-- DATASET CONTENT follows --

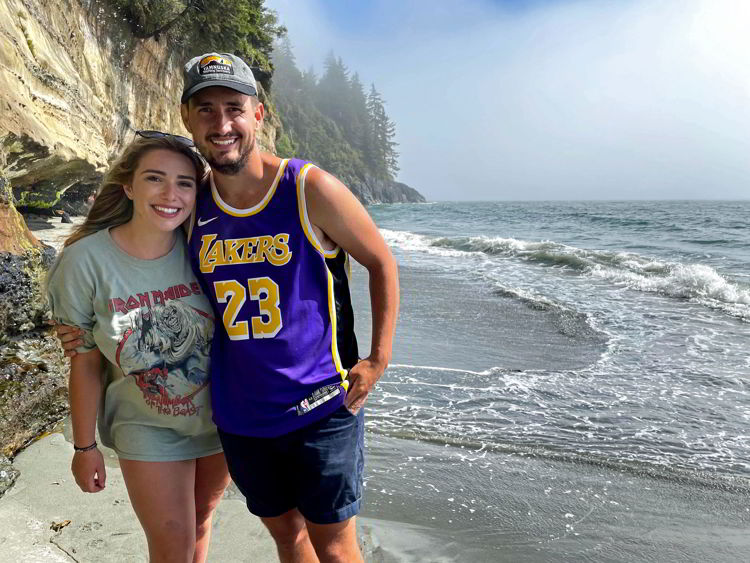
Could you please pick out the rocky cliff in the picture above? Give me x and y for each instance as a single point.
(75, 84)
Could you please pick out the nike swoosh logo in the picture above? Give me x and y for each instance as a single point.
(201, 222)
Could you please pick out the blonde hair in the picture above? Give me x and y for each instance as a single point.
(111, 206)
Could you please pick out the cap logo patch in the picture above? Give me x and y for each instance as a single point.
(215, 65)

-- DATASET CONTENT concluded --

--- TASK PROMPT ---
Output the line containing "Could you please pick out the cap" together with all later lines of the entries, exactly as written, through the final line.

--- REPLY TO THE TASK ---
Could you please pick out the cap logo patch in the picture above? Give me x and y for each instance as a single point.
(215, 65)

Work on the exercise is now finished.